---------- Data under study

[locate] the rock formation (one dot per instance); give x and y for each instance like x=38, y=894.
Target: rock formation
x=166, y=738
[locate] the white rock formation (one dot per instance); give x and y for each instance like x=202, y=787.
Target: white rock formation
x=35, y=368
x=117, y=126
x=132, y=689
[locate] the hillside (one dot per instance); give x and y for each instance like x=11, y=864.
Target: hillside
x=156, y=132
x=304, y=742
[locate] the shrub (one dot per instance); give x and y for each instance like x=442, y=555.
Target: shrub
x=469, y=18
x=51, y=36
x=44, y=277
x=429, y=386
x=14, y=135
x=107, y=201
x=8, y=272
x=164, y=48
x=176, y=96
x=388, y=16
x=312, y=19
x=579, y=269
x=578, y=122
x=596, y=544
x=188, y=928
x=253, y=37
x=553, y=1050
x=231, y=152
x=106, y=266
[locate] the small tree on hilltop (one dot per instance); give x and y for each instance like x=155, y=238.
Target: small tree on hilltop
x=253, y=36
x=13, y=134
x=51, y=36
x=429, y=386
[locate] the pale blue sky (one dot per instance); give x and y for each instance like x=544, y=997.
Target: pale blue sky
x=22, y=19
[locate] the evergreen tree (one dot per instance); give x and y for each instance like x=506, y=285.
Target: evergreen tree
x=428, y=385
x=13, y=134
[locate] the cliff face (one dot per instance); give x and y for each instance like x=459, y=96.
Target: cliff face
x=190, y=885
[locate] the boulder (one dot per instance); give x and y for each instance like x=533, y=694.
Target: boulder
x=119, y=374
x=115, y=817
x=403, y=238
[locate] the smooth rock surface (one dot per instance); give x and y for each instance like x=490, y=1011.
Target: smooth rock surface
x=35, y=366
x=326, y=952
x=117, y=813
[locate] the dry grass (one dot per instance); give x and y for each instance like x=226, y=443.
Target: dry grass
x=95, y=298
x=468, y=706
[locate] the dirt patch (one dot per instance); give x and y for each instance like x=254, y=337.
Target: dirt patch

--------------------

Directions: In the data above, find the line that contains "[locate] the shrub", then reproduce exactly every line from the first line through that line.

Task answer:
[locate] the rock formation (one dot per instance); give x and y for each instance like x=38, y=894.
Target: rock formation
x=166, y=738
[locate] the white rock formation (one dot per instance); give x and y for each instance like x=202, y=787.
Target: white rock formation
x=35, y=368
x=117, y=126
x=132, y=689
[locate] the hillside (one dot per instance); give x and y for each instance like x=11, y=864.
Target: hillside
x=156, y=132
x=304, y=742
[locate] the shrub (one dot per instance); give x and y for each instance like x=442, y=555.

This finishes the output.